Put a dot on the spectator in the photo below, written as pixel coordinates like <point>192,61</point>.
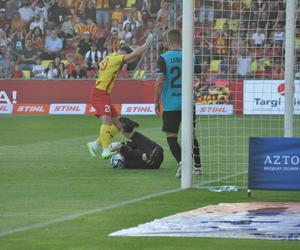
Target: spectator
<point>56,62</point>
<point>2,74</point>
<point>84,44</point>
<point>154,8</point>
<point>17,23</point>
<point>7,64</point>
<point>2,52</point>
<point>206,13</point>
<point>41,7</point>
<point>78,72</point>
<point>26,12</point>
<point>134,43</point>
<point>101,39</point>
<point>117,14</point>
<point>277,72</point>
<point>18,39</point>
<point>67,28</point>
<point>92,58</point>
<point>258,38</point>
<point>102,13</point>
<point>14,54</point>
<point>62,71</point>
<point>114,41</point>
<point>90,11</point>
<point>163,15</point>
<point>37,38</point>
<point>37,23</point>
<point>38,70</point>
<point>115,27</point>
<point>51,72</point>
<point>58,11</point>
<point>70,64</point>
<point>134,24</point>
<point>10,9</point>
<point>127,33</point>
<point>243,65</point>
<point>53,46</point>
<point>4,21</point>
<point>29,56</point>
<point>17,73</point>
<point>278,35</point>
<point>3,39</point>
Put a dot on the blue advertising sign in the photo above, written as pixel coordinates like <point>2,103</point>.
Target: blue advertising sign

== Request ==
Reproduce the lines from the start of the records through the line containing "<point>58,11</point>", requests included, with each point coordinate in the answers multiplied by 2.1 and rounded to a whole number, halves rounded up. Leave the requests and their format samples unchanged, and omit the pictures.

== Finished exercise ==
Put a dot on the spectator in the photo below, written as pixel coordinates like <point>192,61</point>.
Target: spectator
<point>118,130</point>
<point>4,155</point>
<point>176,92</point>
<point>323,17</point>
<point>36,48</point>
<point>15,134</point>
<point>4,109</point>
<point>433,27</point>
<point>86,15</point>
<point>164,151</point>
<point>55,25</point>
<point>281,90</point>
<point>212,82</point>
<point>246,29</point>
<point>582,151</point>
<point>38,82</point>
<point>141,59</point>
<point>193,122</point>
<point>542,80</point>
<point>214,27</point>
<point>29,113</point>
<point>130,149</point>
<point>239,86</point>
<point>189,23</point>
<point>342,32</point>
<point>78,80</point>
<point>78,48</point>
<point>80,147</point>
<point>242,57</point>
<point>107,151</point>
<point>122,23</point>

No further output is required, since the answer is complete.